● **WHAT TO DO**
From the line with "Would you mind tagging the white ferrari" to the final line of the records, every line is to be duplicated exactly, both of those lines included.
---
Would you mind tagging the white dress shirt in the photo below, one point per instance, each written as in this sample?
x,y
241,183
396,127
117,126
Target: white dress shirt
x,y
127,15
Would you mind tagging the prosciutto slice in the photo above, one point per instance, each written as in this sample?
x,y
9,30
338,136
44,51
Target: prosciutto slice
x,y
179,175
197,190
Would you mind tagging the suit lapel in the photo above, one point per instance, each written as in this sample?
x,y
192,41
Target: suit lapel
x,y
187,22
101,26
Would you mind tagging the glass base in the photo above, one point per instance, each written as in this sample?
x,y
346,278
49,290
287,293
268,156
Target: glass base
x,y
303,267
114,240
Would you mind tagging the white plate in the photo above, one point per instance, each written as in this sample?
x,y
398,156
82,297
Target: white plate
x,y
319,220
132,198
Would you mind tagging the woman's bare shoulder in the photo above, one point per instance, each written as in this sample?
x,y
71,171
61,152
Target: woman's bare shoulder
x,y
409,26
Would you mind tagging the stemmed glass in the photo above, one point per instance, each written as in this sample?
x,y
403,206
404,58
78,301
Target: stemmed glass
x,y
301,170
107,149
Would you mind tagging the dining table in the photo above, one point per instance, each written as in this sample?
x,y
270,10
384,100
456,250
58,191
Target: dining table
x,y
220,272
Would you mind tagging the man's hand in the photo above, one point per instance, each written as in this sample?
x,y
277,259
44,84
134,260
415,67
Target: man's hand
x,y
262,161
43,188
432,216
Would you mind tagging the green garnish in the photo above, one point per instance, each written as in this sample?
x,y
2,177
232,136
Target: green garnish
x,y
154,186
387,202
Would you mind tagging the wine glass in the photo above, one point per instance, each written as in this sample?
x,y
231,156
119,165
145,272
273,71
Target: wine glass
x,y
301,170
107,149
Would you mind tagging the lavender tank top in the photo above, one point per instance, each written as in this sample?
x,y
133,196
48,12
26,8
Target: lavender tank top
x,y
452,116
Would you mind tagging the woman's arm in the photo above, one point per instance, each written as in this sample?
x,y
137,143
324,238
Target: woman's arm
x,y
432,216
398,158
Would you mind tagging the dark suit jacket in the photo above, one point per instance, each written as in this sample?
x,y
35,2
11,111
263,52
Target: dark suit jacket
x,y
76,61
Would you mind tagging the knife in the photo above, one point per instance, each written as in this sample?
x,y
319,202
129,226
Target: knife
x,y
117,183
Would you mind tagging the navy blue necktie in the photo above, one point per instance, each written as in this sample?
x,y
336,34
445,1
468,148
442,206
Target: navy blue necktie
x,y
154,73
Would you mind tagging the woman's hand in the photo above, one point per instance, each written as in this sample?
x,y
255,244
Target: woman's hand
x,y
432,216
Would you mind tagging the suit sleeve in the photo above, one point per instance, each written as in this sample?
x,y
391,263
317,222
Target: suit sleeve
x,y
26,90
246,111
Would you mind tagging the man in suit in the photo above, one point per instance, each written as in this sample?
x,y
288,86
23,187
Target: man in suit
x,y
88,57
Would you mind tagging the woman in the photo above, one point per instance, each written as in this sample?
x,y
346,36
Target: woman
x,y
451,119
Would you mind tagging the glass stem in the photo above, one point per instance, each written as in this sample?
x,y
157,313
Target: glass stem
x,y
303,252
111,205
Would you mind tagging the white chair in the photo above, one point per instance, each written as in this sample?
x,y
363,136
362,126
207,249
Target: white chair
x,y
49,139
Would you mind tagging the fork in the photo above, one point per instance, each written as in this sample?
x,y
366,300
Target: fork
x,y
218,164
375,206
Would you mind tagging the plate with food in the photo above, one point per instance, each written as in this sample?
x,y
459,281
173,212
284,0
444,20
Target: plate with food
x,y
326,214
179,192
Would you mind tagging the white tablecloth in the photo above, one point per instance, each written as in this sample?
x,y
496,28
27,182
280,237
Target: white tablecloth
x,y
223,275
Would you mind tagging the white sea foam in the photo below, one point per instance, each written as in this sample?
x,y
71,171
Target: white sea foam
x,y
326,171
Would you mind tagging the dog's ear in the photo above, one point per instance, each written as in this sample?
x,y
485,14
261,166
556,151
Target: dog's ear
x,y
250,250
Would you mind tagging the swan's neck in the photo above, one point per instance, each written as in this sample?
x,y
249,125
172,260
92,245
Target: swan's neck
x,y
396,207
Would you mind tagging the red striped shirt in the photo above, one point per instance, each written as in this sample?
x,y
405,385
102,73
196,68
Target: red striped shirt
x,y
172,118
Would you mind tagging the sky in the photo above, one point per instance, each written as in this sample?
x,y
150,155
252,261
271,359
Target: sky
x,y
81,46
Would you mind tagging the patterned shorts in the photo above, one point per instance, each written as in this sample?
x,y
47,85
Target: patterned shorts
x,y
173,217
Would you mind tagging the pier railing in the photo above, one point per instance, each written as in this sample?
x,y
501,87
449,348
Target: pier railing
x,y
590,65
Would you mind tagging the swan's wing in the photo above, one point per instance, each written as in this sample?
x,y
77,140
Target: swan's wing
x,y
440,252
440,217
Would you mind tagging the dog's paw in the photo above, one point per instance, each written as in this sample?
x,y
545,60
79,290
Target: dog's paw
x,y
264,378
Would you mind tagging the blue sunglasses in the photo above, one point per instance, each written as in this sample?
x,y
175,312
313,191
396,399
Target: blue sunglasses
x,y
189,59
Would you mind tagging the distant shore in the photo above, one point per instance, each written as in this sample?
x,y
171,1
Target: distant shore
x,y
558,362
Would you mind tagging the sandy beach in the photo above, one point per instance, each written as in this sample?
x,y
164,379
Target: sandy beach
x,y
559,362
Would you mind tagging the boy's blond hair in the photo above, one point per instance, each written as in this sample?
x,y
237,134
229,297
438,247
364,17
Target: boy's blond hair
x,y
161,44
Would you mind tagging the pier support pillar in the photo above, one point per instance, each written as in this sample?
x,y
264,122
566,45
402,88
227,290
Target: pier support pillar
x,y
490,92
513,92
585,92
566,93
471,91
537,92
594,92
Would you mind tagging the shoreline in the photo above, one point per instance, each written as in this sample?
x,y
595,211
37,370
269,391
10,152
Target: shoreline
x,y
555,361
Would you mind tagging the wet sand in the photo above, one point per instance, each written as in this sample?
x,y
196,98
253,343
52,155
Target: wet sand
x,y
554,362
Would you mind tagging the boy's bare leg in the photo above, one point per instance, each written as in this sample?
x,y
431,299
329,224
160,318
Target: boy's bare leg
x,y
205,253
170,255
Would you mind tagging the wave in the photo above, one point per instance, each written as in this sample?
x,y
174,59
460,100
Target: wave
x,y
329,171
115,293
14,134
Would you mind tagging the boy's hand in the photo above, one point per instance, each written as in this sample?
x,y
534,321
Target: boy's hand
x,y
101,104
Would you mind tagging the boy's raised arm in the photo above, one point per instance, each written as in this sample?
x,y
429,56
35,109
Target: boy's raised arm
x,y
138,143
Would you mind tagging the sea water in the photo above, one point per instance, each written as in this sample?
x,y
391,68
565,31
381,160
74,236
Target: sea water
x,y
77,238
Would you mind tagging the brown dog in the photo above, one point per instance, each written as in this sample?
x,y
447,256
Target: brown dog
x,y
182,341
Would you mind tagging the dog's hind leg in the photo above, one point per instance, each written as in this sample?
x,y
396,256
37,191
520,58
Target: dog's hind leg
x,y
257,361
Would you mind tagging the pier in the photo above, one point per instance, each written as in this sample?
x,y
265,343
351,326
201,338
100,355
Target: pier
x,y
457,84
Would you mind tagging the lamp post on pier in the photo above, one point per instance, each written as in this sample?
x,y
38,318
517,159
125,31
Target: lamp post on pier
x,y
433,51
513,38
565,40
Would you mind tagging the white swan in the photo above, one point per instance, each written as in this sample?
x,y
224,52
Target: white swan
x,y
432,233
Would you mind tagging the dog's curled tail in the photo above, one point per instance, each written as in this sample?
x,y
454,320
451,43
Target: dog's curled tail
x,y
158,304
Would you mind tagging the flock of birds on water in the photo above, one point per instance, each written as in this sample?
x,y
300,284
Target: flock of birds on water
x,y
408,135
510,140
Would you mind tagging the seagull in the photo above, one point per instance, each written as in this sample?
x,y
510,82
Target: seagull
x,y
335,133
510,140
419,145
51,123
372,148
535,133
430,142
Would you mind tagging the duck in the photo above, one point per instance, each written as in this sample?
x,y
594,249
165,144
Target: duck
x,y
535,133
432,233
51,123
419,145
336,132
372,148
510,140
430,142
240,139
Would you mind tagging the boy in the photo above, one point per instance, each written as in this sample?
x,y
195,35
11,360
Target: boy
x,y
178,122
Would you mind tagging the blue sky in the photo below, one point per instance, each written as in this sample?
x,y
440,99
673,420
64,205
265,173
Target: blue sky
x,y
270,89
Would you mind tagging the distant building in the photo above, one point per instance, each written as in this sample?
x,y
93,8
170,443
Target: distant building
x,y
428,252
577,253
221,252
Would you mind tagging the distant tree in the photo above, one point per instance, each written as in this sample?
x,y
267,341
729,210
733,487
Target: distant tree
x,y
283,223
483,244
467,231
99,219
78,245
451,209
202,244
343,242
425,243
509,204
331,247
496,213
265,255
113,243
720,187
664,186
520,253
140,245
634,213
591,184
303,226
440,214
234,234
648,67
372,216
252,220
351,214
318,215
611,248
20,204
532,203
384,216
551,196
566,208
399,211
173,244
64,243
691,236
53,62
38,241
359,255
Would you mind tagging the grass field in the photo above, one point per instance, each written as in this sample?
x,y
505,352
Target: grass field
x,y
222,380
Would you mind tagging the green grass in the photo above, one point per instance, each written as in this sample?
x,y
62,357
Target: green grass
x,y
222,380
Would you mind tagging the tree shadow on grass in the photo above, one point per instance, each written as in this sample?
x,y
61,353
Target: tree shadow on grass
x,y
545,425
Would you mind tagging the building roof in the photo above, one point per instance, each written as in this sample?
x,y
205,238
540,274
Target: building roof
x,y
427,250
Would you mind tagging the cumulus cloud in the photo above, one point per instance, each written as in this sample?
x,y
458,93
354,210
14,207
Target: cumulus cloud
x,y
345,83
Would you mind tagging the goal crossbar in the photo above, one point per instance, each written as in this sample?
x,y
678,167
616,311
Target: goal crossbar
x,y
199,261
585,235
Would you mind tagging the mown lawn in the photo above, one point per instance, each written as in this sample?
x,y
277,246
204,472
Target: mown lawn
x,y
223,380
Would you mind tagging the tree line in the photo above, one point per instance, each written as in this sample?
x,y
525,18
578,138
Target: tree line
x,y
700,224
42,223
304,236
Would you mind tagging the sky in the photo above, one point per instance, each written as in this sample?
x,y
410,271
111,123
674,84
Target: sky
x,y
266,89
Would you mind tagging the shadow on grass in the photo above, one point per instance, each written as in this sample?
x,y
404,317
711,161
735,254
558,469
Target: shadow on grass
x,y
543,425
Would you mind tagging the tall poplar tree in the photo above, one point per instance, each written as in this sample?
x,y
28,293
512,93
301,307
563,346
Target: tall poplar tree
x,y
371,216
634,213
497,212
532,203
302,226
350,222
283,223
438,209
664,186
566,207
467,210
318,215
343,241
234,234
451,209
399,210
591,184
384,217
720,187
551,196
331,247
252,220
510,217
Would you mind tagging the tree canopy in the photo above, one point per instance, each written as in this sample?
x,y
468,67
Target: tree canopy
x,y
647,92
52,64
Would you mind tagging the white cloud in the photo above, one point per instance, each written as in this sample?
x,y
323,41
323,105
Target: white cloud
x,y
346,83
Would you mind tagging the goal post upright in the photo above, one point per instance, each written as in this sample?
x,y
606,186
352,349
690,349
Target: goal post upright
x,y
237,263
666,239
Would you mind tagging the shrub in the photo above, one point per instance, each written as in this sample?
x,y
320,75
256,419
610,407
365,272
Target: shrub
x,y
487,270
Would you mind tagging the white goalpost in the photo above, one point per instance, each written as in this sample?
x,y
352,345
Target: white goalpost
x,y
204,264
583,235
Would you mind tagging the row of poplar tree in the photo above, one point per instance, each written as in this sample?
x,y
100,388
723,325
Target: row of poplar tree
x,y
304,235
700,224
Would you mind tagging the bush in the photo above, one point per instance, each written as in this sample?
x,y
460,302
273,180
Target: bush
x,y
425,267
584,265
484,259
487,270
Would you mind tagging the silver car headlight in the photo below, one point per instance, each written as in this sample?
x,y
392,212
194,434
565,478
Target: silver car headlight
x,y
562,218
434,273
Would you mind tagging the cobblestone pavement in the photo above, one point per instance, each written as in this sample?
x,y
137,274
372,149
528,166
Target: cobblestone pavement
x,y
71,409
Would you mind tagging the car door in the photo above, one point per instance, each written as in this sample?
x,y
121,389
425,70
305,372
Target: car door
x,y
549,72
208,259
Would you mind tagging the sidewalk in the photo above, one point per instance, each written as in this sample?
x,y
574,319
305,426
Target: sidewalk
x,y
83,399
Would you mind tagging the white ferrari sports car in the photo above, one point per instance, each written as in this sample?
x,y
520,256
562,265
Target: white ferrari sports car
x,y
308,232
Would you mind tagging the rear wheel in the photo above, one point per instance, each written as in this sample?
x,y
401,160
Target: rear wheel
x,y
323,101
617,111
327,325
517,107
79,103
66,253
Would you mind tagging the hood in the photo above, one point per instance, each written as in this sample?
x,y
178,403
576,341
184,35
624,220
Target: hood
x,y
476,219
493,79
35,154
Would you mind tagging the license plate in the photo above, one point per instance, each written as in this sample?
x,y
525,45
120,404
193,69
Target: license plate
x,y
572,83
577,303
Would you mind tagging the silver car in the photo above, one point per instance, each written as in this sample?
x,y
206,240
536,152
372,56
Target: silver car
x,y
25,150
---
● **RESPONSE TO THE TASK**
Would you mind tagging the white ferrari sports car in the photo above, one point per instance, each written as in this sample?
x,y
520,256
562,265
Target: white ferrari sports car
x,y
308,232
Would you mind tagging the rear wheel in the photo above, one point per instance, each written as in this sample?
x,y
401,160
Target: rear wheel
x,y
323,101
617,111
327,325
517,107
79,103
66,253
Would you mind tagging the hood in the photo above, one point per instance, each written as in this sample?
x,y
178,403
576,341
184,35
624,220
Target: hood
x,y
476,219
493,79
35,154
Would you mind tagging the license plate in the photo above, one point per instance, each written as in this sample?
x,y
525,45
120,404
193,69
Target: license plate
x,y
572,83
577,303
Would you mind tagging the silver car in the photo above, one point per instance, each written as in this sample?
x,y
206,240
536,152
372,56
Target: silver car
x,y
25,150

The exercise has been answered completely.